What you will do:
a – From the piece on nursing home design below, extract the stretch from "A Warm Reception" through "the lobby/reception area." word for word.
b – Answer the following from the piece on nursing home design below, marking each answer to match its question:
(i) What is the stated theme of The Green House?
(ii) Who should staff the reception area if staff is not assigned?
(iii) What kind of flooring should corridors have?
c – Carry on the piece on nursing home design below, starting after its last sentence.

Source document:
□ □ □ □ □ □ □

Not Just Green Houses

Much has been made and rightly so of the concept of The Green House. This project creates small, communities by altering facility size, interior design, staffing patterns, and methods of delivering services. Their theme is Warm, Smart, and Green.

Not every nursing home can afford to transform into a Green House or build one. Does that mean person-centered care cannot thrive? Certainly not.

Designing the Future Nursing Home

The quality of life for a resident is not just about the physical environment. It is about the social and cultural environment and how all work together. It is about hiring the right staff and educating staff on culture change.

It is about having policies that are flexible. Signage, dining options, consistent staffing – all of these contribute to the quality of life. But no doubt the physical environment plays a large role in resident satisfaction.

From Hospital-Like to Home-Like

The entrance plays a large role in first and lasting impressions. Here are easy steps to make it more welcoming.

  • Have clearly marked signage that identifies the entrance.
  • Create reserved parking for visitors.
  • Have wheel-chair accessible curbs and ramps.
  • Create landscaping that is colorful and inviting.
  • Decorate for the season.
  • Create comfortable seating areas.

A Warm Reception

Create a reception area.

  • Create a reception area even if limited in size.
  • Staff it with a volunteer if staff is not assigned.
  • Construct a visitor’s restroom off the lobby/reception area.
  • Set up a coffee/tea bar important for both hospitality and for creating inviting “smells” as you enter the home.
  • Have soothing and inviting music playing.
  • Have a log-in book and install non-conspicuous video cameras to monitor the space.

Navigating the Home

Corridors must have adequate lighting and signage that makes sense. Corridors can become spaces that tell stories.

  • Create a history of the home through photos.
  • Highlight recent activities.
  • If non-profit, use walls to showcase fundraising initiatives.
  • Showcase local students’ and residents’ artwork.
  • Make sure the corridors are functional too with non-slip flooring, grab bars, etc.

Dining Experiences Key to Satisfaction

The dining experience is crucial to the satisfaction of residents and families alike.

  • Many dining areas are cavernous and impersonal. Break up space.
  • Minimize noise by considering carpets, drapes and table covers that absorb sound.
  • Consider the view outside the window!
  • Consider other uses of the dining space for community functions too.

□ □ □ □ □ □ □

Records provided:
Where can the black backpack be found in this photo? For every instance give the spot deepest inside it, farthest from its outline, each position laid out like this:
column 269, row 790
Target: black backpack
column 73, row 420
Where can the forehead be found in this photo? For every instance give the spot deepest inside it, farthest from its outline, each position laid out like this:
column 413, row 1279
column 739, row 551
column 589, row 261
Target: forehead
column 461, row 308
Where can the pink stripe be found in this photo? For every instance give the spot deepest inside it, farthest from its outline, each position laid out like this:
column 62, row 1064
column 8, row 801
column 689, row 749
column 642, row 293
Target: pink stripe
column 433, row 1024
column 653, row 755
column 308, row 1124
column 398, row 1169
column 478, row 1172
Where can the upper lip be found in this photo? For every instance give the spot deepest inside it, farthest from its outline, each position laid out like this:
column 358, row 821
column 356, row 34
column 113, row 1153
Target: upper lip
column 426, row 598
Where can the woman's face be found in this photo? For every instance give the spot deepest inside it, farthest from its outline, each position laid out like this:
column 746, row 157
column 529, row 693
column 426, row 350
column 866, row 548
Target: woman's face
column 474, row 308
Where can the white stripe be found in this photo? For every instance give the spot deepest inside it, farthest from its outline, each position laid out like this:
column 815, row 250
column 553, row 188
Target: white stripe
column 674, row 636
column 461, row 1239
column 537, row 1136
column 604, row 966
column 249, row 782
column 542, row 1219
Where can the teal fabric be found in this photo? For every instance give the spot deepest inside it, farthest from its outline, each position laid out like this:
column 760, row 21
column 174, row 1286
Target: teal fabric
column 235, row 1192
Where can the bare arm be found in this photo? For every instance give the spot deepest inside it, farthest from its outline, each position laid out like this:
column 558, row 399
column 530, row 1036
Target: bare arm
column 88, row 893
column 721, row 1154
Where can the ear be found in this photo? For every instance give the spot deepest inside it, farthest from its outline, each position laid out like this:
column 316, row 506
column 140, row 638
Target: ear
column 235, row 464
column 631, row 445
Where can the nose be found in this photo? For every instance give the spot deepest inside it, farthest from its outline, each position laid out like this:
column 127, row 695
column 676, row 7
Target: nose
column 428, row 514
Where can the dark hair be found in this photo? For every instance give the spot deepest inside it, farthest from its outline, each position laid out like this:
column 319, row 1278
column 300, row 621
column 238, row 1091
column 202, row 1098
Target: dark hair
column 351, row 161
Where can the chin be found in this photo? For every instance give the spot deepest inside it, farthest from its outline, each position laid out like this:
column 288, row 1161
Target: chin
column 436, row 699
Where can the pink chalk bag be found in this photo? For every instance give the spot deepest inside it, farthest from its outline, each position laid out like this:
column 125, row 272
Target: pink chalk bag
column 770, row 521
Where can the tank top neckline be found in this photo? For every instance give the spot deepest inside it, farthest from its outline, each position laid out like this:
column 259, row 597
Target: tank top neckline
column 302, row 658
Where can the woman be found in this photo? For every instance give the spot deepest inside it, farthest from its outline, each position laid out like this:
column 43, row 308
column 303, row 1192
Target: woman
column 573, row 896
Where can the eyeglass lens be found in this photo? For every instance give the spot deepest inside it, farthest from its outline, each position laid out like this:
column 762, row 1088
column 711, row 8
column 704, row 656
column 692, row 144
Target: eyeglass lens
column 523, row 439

□ □ □ □ □ □ □

Answers by task:
a –
A Warm Reception

Create a reception area.

  • Create a reception area even if limited in size.
  • Staff it with a volunteer if staff is not assigned.
  • Construct a visitor’s restroom off the lobby/reception area.

b –
(i) Warm, Smart, and Green.
(ii) A volunteer.
(iii) Non-slip flooring.

c –
More Tips to Make a Home for Residents

In their manual, Practical Strategies to Transform Nursing Home Environments, Lois J. Cutler, and Rosalie A. Kane offer many suggestions that can transform homes.

  • Create lounge/social spaces, a place where visitors, staff, and residents can interact with each other.
  • Install an aviary.
  • Create a library.
  • Have a designated barber/beauty parlor.
  • Create a small meditation area in a quiet corner of a large room or use a small room.
  • Install an aquarium.
  • Consider a pet policy.
  • Make outdoor areas accessible and safe.

Beyond the Physical

Creating a home for residents goes beyond the physical space.

  • Stagger meal times so residents have a choice.
  • Move activity programs away from measuring how many people attend to the meaning programs have on individuals.
  • Investigate programs like Second Wind Dreams that help grant wishes for seniors.
  • Create inter-generational programs to involve the community.
  • Imitate the StoryCorps program and start capturing residents’ life stories.

Real Payback

Investing in creating an environment that creates great experiences has its rewards. Word spreads and that leads to new admissions. Process improvements cut down costs. Happier employees stay. Desired employees apply. Overtime costs and agency use decreases.

Changing the environment does not have to be a high-cost affair. It starts with leadership wanting to change. By empowering staff to find solutions, you will find innovative, low-cost ways to improve the care that you might not have otherwise thought about. And involving residents assures buy-in and the confidence that you are proceeding with the best initiatives for all involved.